> [Excerpted records]:

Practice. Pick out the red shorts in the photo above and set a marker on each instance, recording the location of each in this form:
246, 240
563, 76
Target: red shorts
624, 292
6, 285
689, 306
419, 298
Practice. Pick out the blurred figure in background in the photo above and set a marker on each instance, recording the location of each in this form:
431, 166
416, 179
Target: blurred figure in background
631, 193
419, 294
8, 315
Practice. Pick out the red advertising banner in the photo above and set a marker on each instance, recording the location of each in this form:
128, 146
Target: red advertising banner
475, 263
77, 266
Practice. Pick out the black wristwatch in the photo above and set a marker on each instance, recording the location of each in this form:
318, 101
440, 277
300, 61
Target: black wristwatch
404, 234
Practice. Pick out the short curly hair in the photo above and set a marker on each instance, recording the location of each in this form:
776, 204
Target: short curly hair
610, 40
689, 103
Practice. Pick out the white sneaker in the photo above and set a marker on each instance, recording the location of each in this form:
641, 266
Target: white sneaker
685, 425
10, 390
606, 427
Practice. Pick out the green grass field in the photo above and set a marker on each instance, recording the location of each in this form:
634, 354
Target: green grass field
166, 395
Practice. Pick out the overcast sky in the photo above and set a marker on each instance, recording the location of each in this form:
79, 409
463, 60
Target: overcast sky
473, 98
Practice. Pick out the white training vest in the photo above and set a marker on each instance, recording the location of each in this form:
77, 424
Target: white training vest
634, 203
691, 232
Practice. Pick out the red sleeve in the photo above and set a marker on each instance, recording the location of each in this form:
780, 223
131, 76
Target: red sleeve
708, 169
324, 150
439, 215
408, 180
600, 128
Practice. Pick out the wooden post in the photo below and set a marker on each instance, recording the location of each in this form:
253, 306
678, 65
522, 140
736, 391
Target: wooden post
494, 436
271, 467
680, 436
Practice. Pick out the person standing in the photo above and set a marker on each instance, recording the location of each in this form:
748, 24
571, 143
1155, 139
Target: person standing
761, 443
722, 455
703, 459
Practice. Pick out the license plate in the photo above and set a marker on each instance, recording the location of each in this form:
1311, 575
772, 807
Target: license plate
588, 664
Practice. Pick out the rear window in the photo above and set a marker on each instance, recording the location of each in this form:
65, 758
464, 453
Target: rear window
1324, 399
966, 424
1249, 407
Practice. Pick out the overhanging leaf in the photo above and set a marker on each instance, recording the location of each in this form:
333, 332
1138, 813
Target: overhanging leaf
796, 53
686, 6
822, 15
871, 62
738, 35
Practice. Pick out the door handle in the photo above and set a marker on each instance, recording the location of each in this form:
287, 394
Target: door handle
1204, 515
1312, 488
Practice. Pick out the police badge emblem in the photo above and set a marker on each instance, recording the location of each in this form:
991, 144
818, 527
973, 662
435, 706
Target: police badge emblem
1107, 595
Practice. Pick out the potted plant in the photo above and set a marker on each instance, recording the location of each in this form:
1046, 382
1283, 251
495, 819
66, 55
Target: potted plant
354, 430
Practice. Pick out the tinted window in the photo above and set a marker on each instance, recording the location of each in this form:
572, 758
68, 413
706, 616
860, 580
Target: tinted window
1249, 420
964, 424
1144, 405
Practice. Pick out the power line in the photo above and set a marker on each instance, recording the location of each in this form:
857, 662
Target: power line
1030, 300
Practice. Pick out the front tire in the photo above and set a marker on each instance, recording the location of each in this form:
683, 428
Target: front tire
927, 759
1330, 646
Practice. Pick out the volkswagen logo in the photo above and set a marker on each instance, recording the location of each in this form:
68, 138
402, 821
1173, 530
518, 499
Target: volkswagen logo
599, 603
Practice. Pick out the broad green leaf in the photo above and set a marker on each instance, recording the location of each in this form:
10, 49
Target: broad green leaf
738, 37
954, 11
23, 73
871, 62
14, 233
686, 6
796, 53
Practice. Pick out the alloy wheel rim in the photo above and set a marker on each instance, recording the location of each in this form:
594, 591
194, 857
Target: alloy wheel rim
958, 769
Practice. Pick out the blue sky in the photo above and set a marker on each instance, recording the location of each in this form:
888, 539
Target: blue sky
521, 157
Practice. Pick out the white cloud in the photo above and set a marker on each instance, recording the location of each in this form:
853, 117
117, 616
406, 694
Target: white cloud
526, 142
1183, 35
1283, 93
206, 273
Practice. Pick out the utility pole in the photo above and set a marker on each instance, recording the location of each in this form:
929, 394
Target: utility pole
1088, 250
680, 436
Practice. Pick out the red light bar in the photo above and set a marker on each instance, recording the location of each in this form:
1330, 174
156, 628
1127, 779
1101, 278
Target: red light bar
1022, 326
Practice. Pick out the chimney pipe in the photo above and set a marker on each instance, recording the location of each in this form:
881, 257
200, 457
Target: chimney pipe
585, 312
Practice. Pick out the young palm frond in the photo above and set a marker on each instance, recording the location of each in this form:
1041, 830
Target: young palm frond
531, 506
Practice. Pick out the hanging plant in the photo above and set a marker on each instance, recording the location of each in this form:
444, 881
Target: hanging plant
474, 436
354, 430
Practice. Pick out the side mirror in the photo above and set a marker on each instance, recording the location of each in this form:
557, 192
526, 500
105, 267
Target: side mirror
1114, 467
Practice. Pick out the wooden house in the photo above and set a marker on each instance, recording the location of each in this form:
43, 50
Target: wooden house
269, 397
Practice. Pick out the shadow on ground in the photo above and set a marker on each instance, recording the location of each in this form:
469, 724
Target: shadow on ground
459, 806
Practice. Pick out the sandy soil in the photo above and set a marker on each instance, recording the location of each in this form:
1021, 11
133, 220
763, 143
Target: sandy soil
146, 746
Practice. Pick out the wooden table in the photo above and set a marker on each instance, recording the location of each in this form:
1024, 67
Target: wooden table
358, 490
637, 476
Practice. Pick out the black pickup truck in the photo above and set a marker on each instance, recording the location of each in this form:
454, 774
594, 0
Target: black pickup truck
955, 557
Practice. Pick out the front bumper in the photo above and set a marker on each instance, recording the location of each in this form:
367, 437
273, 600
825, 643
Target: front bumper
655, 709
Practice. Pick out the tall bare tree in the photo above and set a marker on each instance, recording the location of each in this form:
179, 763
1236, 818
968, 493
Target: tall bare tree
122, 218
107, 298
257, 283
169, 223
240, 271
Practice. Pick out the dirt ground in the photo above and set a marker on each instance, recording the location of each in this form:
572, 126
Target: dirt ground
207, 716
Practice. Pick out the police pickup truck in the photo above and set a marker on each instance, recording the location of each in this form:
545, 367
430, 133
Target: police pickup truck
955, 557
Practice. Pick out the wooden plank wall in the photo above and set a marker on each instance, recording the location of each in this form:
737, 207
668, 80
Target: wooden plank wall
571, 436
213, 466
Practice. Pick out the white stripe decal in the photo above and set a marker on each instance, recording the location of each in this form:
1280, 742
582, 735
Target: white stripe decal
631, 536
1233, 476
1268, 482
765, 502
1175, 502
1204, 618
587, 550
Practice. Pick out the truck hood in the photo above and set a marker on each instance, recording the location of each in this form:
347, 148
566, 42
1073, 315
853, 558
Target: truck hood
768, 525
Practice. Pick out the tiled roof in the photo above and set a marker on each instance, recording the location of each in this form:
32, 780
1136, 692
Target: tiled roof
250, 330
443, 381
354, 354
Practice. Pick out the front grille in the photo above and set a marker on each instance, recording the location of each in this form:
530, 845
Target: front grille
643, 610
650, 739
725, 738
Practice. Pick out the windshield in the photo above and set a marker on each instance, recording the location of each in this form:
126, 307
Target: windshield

> [Work item]:
Please copy every line of the records above in which "windshield" appears.

> [Task response]:
Practice. Pick out the windshield in the photo above and set a marker on each instance, recording the location of each in this form:
Target: windshield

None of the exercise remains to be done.